Start of Given data

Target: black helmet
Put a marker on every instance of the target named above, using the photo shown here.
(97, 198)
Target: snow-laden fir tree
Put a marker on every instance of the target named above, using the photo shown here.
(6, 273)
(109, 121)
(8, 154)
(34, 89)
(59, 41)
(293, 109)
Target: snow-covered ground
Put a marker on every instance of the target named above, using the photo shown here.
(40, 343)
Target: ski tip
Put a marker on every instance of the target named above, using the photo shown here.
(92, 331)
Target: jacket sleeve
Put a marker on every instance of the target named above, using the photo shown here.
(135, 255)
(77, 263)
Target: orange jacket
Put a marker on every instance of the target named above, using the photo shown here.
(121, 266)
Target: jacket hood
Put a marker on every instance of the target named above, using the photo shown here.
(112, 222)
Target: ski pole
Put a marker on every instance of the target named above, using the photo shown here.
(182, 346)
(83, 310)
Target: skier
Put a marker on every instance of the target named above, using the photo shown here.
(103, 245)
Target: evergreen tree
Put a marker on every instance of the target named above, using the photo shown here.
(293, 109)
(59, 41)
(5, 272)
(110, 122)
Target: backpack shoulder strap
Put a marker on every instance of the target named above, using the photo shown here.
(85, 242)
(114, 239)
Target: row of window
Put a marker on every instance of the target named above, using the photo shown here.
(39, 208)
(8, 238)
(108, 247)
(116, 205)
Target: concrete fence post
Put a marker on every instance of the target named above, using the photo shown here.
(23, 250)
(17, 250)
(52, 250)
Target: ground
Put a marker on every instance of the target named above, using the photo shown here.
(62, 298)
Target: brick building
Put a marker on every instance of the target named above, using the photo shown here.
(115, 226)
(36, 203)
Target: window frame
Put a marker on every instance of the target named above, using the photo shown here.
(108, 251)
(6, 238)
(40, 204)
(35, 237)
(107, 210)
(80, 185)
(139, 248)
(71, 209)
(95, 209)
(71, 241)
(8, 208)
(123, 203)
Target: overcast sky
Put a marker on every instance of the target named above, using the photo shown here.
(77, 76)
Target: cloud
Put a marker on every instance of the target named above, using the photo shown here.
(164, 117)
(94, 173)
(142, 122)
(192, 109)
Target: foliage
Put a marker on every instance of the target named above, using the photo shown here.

End of Given data

• The task: Reproduce every one of the records above word for word, from the first line through the last.

• Result:
Target: black helmet
Put a marker on every instance of the target named above, using the photo shown here.
(97, 198)
Target: snow-laden fir tree
Put a marker on every instance of the target named above, using the photo shown here.
(6, 273)
(109, 121)
(8, 154)
(34, 89)
(59, 41)
(293, 109)
Target: snow-covered ground
Put a marker on every instance of the target named above, using the photo shown here.
(40, 343)
Target: ski tip
Put a marker on every instance of the target named above, using the photo shown here.
(92, 331)
Target: jacket sleeve
Put a marker on every instance of the target named above, using the photo shown here.
(135, 255)
(77, 263)
Target: orange jacket
Put a marker on every instance of the target named above, using the photo shown here.
(121, 266)
Target: jacket hood
Put a marker on every instance of the target named above, using the photo shown here.
(112, 222)
Target: ski pole
Put a marker on every instance of the target named above, using the photo shown here.
(182, 346)
(83, 310)
Target: skier
Put a marker on every instance of the target named above, using the photo shown here.
(103, 245)
Target: evergreen tree
Put a marker on every instance of the target named above, using the photo shown here.
(293, 109)
(59, 41)
(5, 272)
(110, 122)
Target: backpack shoulder strap
Put a marker on every instance of the target named above, using the photo shown here.
(85, 242)
(114, 239)
Target: row of window
Put a marker on every instance of the target named above, using the photo shown here.
(39, 208)
(8, 238)
(108, 247)
(116, 205)
Target: concrete fence post
Put a marker on every instance of the target named above, using the photo shown here.
(23, 250)
(17, 250)
(52, 250)
Target: ground
Put a marker on every instance of the target named above, using the photo shown here.
(62, 298)
Target: brick building
Put a marker on every instance of the target named above, using the photo shown here.
(115, 226)
(36, 203)
Target: window frame
Put a marker on every instance of the target named above, using the photo shown here.
(108, 251)
(6, 238)
(40, 204)
(35, 237)
(107, 210)
(80, 185)
(139, 248)
(71, 209)
(95, 209)
(71, 241)
(8, 208)
(123, 203)
Target: overcast sky
Put a marker on every instance of the target named above, using the photo shown here.
(77, 76)
Target: cloud
Put a marker on every instance of the target named above, using the photo shown here.
(164, 117)
(94, 173)
(142, 122)
(192, 109)
Target: foliage
Put a marker on every instance of the target named above, using the photo shown here.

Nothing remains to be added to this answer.